* **What to do**: Copy out the rows verbatim, from the first line through the line containing "[[[395,42],[392,42],[392,111],[389,119],[395,122]]]", including both of those lines.

* **Given entries**:
* * *

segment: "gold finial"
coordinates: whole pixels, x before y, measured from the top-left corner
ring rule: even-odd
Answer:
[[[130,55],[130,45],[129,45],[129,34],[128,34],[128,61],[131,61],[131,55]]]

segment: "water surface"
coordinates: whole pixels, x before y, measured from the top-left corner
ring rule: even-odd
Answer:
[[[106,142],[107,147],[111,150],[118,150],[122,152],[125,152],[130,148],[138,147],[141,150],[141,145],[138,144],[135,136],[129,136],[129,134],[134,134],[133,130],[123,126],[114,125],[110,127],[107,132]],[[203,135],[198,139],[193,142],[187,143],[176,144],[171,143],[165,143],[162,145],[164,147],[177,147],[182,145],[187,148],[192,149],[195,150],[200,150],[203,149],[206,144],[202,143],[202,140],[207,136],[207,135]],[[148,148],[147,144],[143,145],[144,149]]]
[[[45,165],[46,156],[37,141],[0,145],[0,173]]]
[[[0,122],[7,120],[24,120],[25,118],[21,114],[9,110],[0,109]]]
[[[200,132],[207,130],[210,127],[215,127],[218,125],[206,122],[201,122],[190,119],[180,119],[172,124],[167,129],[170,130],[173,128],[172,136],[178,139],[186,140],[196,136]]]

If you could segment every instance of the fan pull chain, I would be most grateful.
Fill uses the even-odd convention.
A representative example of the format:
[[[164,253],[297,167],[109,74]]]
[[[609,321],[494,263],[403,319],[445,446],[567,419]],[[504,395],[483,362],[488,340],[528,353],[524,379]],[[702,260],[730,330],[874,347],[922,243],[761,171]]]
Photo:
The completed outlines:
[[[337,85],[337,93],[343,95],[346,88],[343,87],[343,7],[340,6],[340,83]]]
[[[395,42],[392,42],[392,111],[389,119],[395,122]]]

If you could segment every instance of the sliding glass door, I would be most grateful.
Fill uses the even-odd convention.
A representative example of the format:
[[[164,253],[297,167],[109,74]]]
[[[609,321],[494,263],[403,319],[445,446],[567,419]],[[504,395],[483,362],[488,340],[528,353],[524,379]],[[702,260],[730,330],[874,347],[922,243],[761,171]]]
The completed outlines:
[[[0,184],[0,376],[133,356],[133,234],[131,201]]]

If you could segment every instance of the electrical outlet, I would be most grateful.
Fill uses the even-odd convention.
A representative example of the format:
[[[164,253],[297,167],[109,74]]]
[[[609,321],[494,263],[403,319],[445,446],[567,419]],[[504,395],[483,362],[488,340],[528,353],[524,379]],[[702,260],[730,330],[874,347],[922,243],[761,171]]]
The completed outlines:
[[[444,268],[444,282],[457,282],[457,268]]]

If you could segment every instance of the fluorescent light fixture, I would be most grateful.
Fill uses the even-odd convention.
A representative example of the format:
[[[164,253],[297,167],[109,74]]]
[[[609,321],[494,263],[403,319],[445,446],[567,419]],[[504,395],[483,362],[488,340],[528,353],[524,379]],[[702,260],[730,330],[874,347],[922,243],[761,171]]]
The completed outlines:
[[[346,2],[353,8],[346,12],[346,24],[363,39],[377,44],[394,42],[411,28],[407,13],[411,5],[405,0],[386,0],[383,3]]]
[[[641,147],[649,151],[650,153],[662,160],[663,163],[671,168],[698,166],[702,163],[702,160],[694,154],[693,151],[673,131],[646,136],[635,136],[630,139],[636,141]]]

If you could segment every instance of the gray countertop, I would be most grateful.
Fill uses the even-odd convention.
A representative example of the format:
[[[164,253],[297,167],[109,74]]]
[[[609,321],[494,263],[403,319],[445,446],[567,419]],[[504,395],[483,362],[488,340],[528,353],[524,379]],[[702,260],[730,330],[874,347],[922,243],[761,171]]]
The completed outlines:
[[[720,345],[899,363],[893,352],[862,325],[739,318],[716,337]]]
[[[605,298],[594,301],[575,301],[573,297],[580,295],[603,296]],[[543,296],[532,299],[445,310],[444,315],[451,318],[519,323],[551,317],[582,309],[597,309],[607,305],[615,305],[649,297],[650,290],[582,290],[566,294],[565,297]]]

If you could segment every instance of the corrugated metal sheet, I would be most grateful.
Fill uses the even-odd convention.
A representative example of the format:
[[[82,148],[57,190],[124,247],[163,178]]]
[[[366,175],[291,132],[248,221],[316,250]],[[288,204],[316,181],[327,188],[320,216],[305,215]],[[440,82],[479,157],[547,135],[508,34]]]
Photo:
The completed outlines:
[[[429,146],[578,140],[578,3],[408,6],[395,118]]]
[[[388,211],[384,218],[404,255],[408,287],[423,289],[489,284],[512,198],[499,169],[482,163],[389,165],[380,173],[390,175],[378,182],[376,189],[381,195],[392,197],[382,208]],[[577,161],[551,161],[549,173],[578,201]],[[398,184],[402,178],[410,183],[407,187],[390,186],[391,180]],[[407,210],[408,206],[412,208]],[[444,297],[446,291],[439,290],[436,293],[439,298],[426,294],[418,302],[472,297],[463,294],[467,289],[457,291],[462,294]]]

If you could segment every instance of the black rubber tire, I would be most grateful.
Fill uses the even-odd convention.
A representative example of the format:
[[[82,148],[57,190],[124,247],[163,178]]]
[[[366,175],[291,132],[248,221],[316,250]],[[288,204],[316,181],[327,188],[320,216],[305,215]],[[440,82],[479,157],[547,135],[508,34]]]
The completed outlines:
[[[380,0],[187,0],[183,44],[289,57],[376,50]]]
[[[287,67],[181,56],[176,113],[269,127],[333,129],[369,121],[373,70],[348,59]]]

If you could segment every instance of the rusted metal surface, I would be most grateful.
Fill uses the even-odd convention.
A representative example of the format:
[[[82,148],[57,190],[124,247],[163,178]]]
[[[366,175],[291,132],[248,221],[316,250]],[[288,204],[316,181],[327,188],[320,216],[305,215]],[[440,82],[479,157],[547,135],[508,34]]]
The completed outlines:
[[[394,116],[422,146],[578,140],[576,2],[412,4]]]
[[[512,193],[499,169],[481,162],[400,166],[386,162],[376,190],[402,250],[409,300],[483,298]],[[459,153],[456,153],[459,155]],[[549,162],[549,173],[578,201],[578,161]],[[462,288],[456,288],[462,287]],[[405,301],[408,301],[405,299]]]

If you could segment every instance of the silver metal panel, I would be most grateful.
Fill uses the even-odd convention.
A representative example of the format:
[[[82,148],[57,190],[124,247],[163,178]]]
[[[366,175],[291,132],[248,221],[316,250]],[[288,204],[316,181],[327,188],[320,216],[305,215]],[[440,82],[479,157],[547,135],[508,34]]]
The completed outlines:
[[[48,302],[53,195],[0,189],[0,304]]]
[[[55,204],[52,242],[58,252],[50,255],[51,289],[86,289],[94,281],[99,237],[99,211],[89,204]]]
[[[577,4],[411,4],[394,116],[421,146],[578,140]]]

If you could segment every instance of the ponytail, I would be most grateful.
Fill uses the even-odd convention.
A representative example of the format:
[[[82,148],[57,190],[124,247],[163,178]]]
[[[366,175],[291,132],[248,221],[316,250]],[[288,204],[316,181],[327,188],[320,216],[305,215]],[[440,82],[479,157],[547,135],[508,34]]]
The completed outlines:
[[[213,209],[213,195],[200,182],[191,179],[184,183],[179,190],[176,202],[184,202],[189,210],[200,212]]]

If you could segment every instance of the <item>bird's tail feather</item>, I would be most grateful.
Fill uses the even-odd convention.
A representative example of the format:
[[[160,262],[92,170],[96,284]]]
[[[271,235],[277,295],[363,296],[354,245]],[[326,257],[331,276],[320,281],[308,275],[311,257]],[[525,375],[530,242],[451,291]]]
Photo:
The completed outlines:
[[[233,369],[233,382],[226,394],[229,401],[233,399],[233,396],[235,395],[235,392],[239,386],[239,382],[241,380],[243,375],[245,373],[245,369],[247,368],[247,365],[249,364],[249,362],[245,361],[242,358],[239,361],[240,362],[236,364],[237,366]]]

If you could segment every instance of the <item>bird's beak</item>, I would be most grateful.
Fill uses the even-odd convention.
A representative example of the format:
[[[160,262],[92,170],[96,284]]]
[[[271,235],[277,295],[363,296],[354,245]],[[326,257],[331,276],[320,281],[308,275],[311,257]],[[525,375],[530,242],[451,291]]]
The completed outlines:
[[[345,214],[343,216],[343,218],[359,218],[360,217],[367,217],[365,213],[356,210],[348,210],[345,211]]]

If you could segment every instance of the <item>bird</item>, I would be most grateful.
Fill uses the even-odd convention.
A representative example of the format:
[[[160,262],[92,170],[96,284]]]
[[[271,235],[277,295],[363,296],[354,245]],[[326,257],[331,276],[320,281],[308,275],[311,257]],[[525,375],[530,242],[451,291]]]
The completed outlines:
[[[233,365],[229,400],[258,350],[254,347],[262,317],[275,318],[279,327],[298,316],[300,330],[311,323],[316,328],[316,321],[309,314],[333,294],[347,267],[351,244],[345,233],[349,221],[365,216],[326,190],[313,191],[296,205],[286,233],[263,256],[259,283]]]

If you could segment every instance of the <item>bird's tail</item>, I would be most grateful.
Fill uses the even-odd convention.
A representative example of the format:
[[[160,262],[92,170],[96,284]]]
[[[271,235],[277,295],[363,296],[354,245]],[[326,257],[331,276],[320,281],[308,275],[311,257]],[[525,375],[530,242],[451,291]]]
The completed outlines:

* * *

* **Answer to this exercise**:
segment: "gold finial"
coordinates: whole pixels, x before y, measured from the top-left corner
ring rule: even-odd
Answer:
[[[130,55],[130,45],[129,45],[129,34],[128,34],[128,61],[131,61],[131,55]]]

segment: "water surface"
coordinates: whole pixels, x before y, measured from the top-left corner
ring rule: even-odd
Answer:
[[[106,142],[107,147],[111,150],[118,150],[122,152],[125,152],[130,148],[138,147],[141,150],[141,145],[138,144],[135,136],[129,136],[129,134],[134,134],[133,130],[123,126],[114,125],[110,127],[107,132]],[[203,135],[198,139],[193,142],[187,143],[176,144],[171,143],[165,143],[162,145],[164,147],[177,147],[182,145],[187,148],[192,149],[195,150],[200,150],[203,149],[206,144],[202,143],[202,140],[207,136],[207,135]],[[148,148],[147,144],[143,145],[144,149]]]
[[[45,165],[46,156],[37,141],[0,145],[0,173]]]
[[[0,122],[7,120],[24,120],[25,118],[21,114],[9,110],[0,109]]]
[[[200,132],[207,130],[210,127],[215,127],[218,125],[206,122],[201,122],[190,119],[180,119],[172,124],[167,129],[170,130],[173,128],[172,136],[178,139],[186,140],[196,136]]]

If you could segment every instance of the fan pull chain, I would be most grateful.
Fill uses the even-odd convention.
A representative example of the format:
[[[164,253],[297,167],[109,74]]]
[[[609,321],[494,263],[403,319],[445,446],[567,419]],[[504,395],[483,362],[488,340],[528,353],[524,379]],[[702,260],[730,330],[874,347],[922,243],[761,171]]]
Photo:
The completed outlines:
[[[337,85],[337,93],[343,95],[346,88],[343,87],[343,7],[340,6],[340,83]]]
[[[395,42],[392,42],[392,111],[389,119],[395,122]]]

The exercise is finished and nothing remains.